Lab experiments conducted by the company complement others emerging from South Africa and other labs around the world in showing that antibodies produced by people vaccinated with their jab are less potent against the new variants.
This is to be expected given they have a number of mutations that appear to help these viruses escape our immune response.
While we'd all hoped the first generation of vaccines would be perfectly effective against Covid-19, we can't stop the virus evolving and it was always assumed we might need to change our game.
The good news for us in the UK right now is that Moderna's experiments suggest their vaccine will work perfectly well against the more infectious B.1.1.7 variant that's causing the UKs' current coronavirus surge.
But it's also encouraging that big vaccine companies - and I understand Moderna isn't alone in designing new versions of its Covid-19 vaccine, it's just the first to announce it - are working now to try and get ahead of the virus.
New vaccines, especially those, like Moderna's and Pfizer's, that are based on just a stretch of the virus's RNA molecule, are simple to produce new versions of.
And because the vaccines have already been tested in big clinical trials it's possible to test the new versions in fairly simple, and short, "bridging studies."
I understand these studies can take just weeks to complete.
So, if we do end up discovering - and it definitely remains an "if" at this stage - that we will need updated vaccines, we should have them on the shelf, ready to deploy as early as this Autumn.

=== REQUIREMENT ===
Please duplicate the passage on Covid-19 vaccines and new variants between "This is to be" and "current coronavirus surge.", inclusive. The data that follows is separate from the text above.

(Saved entries)
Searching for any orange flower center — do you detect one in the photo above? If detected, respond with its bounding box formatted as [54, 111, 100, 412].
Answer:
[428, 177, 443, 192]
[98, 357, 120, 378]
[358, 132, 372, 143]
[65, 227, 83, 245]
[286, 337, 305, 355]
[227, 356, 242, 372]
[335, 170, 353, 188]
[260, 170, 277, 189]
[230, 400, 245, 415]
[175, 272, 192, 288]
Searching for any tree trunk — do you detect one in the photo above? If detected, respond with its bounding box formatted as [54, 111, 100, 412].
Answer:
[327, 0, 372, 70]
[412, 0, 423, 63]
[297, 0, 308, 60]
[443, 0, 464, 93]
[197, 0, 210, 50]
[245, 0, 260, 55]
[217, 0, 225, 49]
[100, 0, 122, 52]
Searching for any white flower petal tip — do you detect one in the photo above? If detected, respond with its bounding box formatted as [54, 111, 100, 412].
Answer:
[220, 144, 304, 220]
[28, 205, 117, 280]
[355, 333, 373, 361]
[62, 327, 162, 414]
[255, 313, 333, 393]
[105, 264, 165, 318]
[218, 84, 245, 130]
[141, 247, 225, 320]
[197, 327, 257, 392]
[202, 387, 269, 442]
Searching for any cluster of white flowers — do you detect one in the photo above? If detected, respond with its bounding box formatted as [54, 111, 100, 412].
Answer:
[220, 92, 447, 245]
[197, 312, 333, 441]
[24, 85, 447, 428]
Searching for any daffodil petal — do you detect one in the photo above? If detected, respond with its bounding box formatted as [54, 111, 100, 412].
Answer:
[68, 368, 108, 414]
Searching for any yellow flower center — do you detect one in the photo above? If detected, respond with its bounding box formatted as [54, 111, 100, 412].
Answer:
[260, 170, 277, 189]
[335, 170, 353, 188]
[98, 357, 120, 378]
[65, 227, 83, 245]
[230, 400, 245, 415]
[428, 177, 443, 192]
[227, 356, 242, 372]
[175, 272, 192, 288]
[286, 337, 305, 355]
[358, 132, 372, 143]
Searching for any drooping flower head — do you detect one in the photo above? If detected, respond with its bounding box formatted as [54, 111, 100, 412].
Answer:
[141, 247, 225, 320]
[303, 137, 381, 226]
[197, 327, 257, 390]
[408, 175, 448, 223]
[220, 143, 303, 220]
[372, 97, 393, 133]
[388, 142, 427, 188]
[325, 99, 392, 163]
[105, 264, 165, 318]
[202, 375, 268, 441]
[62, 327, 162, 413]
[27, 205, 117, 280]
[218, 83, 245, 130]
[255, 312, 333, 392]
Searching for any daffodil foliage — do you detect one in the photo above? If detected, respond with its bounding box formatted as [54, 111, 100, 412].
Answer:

=== WRITTEN RESPONSE ===
This is to be expected given they have a number of mutations that appear to help these viruses escape our immune response.
While we'd all hoped the first generation of vaccines would be perfectly effective against Covid-19, we can't stop the virus evolving and it was always assumed we might need to change our game.
The good news for us in the UK right now is that Moderna's experiments suggest their vaccine will work perfectly well against the more infectious B.1.1.7 variant that's causing the UKs' current coronavirus surge.